Exercise aim.
Render the material below as a Markdown table with the columns Row and Line, giving each non-blank line its own numbered row. Leave out the blank lines and the pictures.
— start —
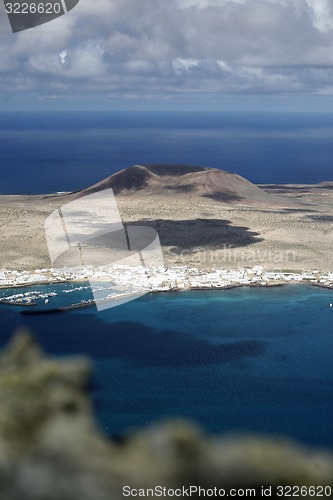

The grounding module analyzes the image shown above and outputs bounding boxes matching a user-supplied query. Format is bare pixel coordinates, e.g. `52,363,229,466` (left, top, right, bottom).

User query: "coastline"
0,265,333,314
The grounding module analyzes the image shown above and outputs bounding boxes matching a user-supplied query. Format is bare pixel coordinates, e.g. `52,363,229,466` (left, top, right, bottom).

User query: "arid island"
0,165,333,292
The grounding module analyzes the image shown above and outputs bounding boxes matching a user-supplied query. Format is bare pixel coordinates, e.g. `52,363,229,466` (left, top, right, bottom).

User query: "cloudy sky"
0,0,333,111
— end —
Response for this exercise.
| Row | Line |
|---|---|
| 1 | The grounding module analyzes the image shown above and outputs bounding boxes matching a user-supplied query. Format is bare pixel coordinates, e.g. `52,363,229,466` (left, top, right, bottom). |
| 2 | User query: "coastline" |
| 3 | 0,265,333,314 |
| 4 | The grounding module analyzes the image shown above and outputs bounding boxes matching a user-supplied query. Format is bare pixel coordinates, e.g. `52,363,229,466` (left, top, right, bottom). |
| 5 | User query: "arid island" |
| 6 | 0,165,333,292 |
| 7 | The grounding module analyzes the image shown above and outputs bounding boxes matching a user-supplied query. Format is bare pixel coordinates, e.g. `52,363,229,466` (left, top, right, bottom). |
| 8 | User query: "cloudy sky" |
| 9 | 0,0,333,111 |